**Aim of the exercise:** Set down the passage of the forum post on race and ethnicity in the OMOP CDM from "That said, I" to "White Hispanic, etc.", word for word.

Race and Ethnicity in the OMOP CDM

I’d second @Patrick_Ryan’s assertion - we have some internal use cases as well.

As I remember arguing in an earlier thread, and as you state here, @Christian_Reich, just because race/ethnicity don’t have a solid, immutable biophysical grounding doesn’t mean that they don’t have a concrete impact on health outcomes, whether this is driven by underlying molecular variation (e.g. well-documented differences in diabetes phenotypic expression between people with East Asian vs. European ancestry), sociocultural factors (e.g. higher incidence of hypertension in Black Americans), or some combination of the two.

That said, I share your frustration with the lack of standardization in how this is documented. In a recent JAMIA paper, our group described the results of a natural language processing pipeline designed to extract race and ethnicity from free text notes. In short, we not only found that many patients from underserved populations didn’t have structured documentation of race/ethnicity, but also that patients from these populations who lacked structured data differed significantly from those who had it! In putting together this work, we relied heavily on the OMB definitions you mention above, but a lot of the free text documentation was very different - as you mention, people tend to conflate race and ethnicity, and a lot of Hispanic people don’t seem to agree with the gov’t idea that you can be Black Hispanic, White Hispanic, etc.

**Dataset content:**

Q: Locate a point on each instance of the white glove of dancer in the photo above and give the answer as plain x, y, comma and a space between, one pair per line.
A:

**Answer for the task:**
That said, I share your frustration with the lack of standardization in how this is documented. In a recent JAMIA paper, our group described the results of a natural language processing pipeline designed to extract race and ethnicity from free text notes. In short, we not only found that many patients from underserved populations didn’t have structured documentation of race/ethnicity, but also that patients from these populations who lacked structured data differed significantly from those who had it! In putting together this work, we relied heavily on the OMB definitions you mention above, but a lot of the free text documentation was very different - as you mention, people tend to conflate race and ethnicity, and a lot of Hispanic people don’t seem to agree with the gov’t idea that you can be Black Hispanic, White Hispanic, etc.